— SHORT TASK —
Return the lines beginning at the one that contains "Pin the row" and continuing to the end of the entries, including both ends, exactly as written and nothing else.

(Part of a data file)

• • •

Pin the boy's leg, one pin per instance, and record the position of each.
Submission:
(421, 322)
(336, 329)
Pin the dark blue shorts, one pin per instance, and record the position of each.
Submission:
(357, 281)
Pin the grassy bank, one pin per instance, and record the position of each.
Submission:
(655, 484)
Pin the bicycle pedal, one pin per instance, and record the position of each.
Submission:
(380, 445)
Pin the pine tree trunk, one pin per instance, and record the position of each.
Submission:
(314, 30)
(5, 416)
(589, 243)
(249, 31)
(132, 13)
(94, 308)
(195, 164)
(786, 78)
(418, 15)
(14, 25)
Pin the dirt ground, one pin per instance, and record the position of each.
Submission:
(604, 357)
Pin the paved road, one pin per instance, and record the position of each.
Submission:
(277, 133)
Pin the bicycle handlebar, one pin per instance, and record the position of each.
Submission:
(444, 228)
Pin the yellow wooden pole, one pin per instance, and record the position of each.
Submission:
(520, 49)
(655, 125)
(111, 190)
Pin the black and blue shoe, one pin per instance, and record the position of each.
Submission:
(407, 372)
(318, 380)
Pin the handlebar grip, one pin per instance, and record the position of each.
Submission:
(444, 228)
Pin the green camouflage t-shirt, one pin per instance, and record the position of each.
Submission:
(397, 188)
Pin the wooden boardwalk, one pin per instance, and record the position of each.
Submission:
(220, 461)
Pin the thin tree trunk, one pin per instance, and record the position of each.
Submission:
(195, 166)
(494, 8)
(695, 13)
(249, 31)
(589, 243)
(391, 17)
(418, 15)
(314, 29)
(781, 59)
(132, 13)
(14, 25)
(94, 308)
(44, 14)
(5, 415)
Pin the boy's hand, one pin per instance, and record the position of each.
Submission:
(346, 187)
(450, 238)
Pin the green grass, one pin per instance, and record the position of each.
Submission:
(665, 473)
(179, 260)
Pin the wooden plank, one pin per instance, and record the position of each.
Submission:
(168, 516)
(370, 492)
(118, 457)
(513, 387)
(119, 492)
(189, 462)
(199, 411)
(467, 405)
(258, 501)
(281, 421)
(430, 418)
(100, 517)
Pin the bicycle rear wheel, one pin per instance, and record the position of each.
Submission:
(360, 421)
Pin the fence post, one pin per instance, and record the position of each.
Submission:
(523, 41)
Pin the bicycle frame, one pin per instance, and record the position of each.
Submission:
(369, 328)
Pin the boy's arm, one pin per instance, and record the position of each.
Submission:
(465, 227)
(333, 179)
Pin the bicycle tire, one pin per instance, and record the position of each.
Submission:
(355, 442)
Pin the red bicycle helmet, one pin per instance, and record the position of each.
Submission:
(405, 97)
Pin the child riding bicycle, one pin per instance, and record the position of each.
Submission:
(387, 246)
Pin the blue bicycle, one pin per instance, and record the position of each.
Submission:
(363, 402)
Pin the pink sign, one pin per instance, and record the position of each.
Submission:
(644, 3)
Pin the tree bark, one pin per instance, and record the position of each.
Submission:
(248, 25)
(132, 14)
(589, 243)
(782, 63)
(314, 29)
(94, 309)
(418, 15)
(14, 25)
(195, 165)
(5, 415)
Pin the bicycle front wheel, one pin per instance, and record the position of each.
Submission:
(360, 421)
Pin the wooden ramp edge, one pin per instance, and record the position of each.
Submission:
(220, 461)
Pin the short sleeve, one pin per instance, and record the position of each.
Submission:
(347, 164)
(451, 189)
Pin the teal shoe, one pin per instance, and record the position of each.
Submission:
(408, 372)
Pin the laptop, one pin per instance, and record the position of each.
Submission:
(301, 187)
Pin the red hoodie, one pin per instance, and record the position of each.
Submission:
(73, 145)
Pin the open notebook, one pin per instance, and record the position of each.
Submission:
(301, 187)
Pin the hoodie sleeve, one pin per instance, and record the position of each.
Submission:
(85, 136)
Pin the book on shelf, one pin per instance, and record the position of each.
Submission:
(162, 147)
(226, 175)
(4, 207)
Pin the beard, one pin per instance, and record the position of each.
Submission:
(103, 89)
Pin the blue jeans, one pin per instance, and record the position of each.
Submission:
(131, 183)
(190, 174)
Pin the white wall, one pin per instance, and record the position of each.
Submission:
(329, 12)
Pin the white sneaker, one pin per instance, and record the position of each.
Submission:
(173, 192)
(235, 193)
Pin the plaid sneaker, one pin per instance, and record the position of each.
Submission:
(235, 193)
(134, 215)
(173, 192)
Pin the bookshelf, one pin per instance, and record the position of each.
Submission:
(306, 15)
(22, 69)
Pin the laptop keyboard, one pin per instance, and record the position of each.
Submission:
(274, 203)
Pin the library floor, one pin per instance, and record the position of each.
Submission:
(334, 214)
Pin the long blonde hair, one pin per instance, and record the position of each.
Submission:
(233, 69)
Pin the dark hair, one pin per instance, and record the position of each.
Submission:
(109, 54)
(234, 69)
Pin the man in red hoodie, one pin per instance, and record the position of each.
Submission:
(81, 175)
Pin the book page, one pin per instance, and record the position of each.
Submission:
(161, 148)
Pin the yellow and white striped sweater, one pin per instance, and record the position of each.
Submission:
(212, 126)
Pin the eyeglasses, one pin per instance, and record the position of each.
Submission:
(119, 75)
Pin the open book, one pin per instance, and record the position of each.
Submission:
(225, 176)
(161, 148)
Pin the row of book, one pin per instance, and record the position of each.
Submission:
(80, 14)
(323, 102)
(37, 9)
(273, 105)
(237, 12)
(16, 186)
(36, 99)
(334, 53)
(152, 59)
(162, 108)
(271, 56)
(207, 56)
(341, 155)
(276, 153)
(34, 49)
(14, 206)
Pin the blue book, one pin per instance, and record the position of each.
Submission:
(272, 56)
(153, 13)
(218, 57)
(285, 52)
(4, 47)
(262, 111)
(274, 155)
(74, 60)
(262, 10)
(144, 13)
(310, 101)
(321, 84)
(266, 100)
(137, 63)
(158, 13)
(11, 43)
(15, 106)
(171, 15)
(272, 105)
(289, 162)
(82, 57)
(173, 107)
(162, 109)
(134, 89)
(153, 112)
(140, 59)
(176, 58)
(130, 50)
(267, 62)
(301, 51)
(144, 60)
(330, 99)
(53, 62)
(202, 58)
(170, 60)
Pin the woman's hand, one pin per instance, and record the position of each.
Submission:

• • •

— OUTPUT BELOW —
Pin the row of book, one pin per instance, and record the position of each.
Submission:
(80, 14)
(323, 102)
(37, 9)
(273, 105)
(237, 12)
(16, 186)
(36, 99)
(334, 53)
(152, 59)
(162, 108)
(271, 56)
(207, 56)
(341, 155)
(276, 153)
(34, 49)
(14, 206)
Pin the blue book, one pin per instance, and record the position of each.
Submission:
(272, 56)
(153, 13)
(218, 57)
(285, 52)
(4, 47)
(262, 111)
(274, 155)
(74, 60)
(262, 10)
(144, 13)
(310, 101)
(321, 84)
(266, 100)
(137, 63)
(158, 13)
(11, 43)
(15, 106)
(171, 15)
(272, 105)
(289, 162)
(82, 57)
(173, 107)
(162, 109)
(134, 89)
(153, 112)
(140, 59)
(176, 58)
(130, 50)
(267, 62)
(301, 51)
(144, 60)
(330, 99)
(53, 62)
(202, 58)
(170, 60)
Pin the woman's hand, one pin per instance, and record the position of each.
Submission:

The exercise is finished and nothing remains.